- _ENTRIES_:
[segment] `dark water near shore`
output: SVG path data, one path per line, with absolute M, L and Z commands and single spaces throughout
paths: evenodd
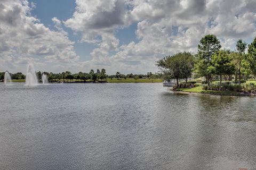
M 0 83 L 0 169 L 256 169 L 256 98 Z

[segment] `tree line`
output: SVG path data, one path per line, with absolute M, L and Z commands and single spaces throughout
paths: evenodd
M 90 72 L 79 72 L 77 73 L 72 74 L 70 71 L 63 72 L 62 73 L 54 73 L 52 72 L 38 71 L 36 72 L 37 78 L 39 80 L 42 79 L 43 74 L 46 75 L 50 81 L 65 81 L 65 82 L 73 82 L 83 81 L 86 81 L 91 80 L 93 81 L 102 81 L 107 78 L 113 79 L 116 78 L 118 80 L 119 79 L 132 78 L 134 79 L 148 78 L 149 79 L 158 79 L 161 78 L 161 75 L 151 72 L 148 72 L 146 74 L 133 74 L 132 73 L 125 75 L 117 72 L 115 74 L 108 75 L 106 74 L 106 69 L 102 69 L 101 70 L 97 69 L 95 72 L 93 69 L 91 70 Z M 0 72 L 0 80 L 3 81 L 4 79 L 5 72 Z M 21 72 L 12 74 L 10 73 L 12 79 L 25 79 L 26 75 Z
M 205 83 L 210 84 L 214 80 L 232 80 L 241 84 L 256 75 L 256 38 L 247 44 L 239 39 L 234 51 L 221 49 L 219 39 L 214 35 L 202 38 L 197 47 L 197 52 L 183 52 L 168 56 L 158 60 L 156 65 L 163 73 L 163 79 L 179 80 L 188 78 L 192 74 L 195 78 L 205 78 Z M 247 48 L 247 52 L 246 49 Z

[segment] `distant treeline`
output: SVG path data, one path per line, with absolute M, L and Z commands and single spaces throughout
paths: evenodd
M 208 87 L 214 81 L 222 83 L 222 76 L 226 81 L 234 81 L 240 84 L 256 76 L 256 38 L 248 46 L 239 39 L 235 51 L 221 49 L 221 45 L 214 35 L 202 38 L 197 46 L 197 53 L 181 52 L 164 57 L 157 62 L 163 77 L 166 81 L 175 79 L 179 87 L 180 79 L 205 78 Z M 247 50 L 246 50 L 246 49 Z
M 133 74 L 132 73 L 128 74 L 124 74 L 121 73 L 119 72 L 117 72 L 116 74 L 108 75 L 106 73 L 106 70 L 102 69 L 101 70 L 97 69 L 96 72 L 94 72 L 93 70 L 91 70 L 90 72 L 79 72 L 77 73 L 72 74 L 70 71 L 63 72 L 62 73 L 54 73 L 52 72 L 41 72 L 38 71 L 36 72 L 37 75 L 37 78 L 41 80 L 42 79 L 42 75 L 43 74 L 46 75 L 48 77 L 49 81 L 65 81 L 65 82 L 73 82 L 83 81 L 86 81 L 87 80 L 90 81 L 104 81 L 107 78 L 113 79 L 159 79 L 162 77 L 162 75 L 155 73 L 153 74 L 151 72 L 148 72 L 146 74 Z M 26 79 L 26 75 L 21 72 L 17 73 L 9 73 L 12 79 Z M 0 81 L 3 81 L 4 79 L 5 72 L 0 72 Z

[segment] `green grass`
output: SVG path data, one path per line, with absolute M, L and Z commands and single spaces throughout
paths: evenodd
M 119 79 L 119 80 L 117 80 L 117 79 L 113 78 L 112 80 L 111 79 L 107 79 L 107 81 L 109 83 L 135 83 L 135 79 Z M 56 80 L 57 81 L 57 80 Z M 80 81 L 83 82 L 82 80 L 78 80 Z M 89 81 L 90 80 L 87 80 L 86 81 Z M 106 81 L 105 80 L 104 80 Z M 63 81 L 62 79 L 61 81 Z M 20 82 L 20 80 L 13 79 L 12 80 L 13 82 Z M 20 79 L 20 82 L 25 82 L 25 79 Z M 66 80 L 65 80 L 65 82 L 66 82 Z M 68 80 L 68 82 L 69 82 L 69 80 Z M 136 80 L 137 83 L 161 83 L 162 82 L 162 79 L 139 79 Z
M 134 79 L 119 79 L 117 80 L 116 78 L 113 78 L 112 80 L 111 79 L 107 79 L 107 81 L 109 83 L 135 83 L 135 80 Z M 162 82 L 162 79 L 139 79 L 136 80 L 137 83 L 161 83 Z
M 14 83 L 19 83 L 20 82 L 21 83 L 23 83 L 23 82 L 26 82 L 26 80 L 25 79 L 20 79 L 20 80 L 13 79 L 13 80 L 12 80 L 12 82 L 14 82 Z

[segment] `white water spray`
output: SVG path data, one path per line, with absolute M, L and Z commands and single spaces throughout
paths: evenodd
M 36 71 L 32 63 L 28 64 L 27 67 L 27 74 L 26 75 L 26 86 L 35 86 L 38 84 L 37 76 L 36 76 Z
M 44 74 L 42 75 L 42 81 L 43 82 L 43 84 L 48 83 L 48 78 L 46 75 Z
M 9 72 L 8 71 L 5 71 L 4 73 L 4 84 L 9 85 L 12 84 L 12 79 L 10 75 Z

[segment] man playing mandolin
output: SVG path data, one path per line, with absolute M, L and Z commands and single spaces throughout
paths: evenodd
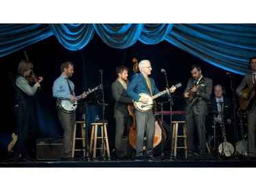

- _EXERCISE DETAILS_: Rescale the records between the start and the line containing "M 0 83 L 0 169 L 256 169 L 256 98 Z", inclusive, by repeating every line, requests included, with each coordinate in the answers multiplied by 2.45 and rounded to a whole number, halves up. Leave the pictures out.

- _REPLY TO THE EXERCISE_:
[segment] `dark water near shore`
output: SVG path data, one path per line, with absolute M, L and Z commands and single spaces throughout
paths: evenodd
M 0 203 L 0 414 L 627 414 L 627 240 Z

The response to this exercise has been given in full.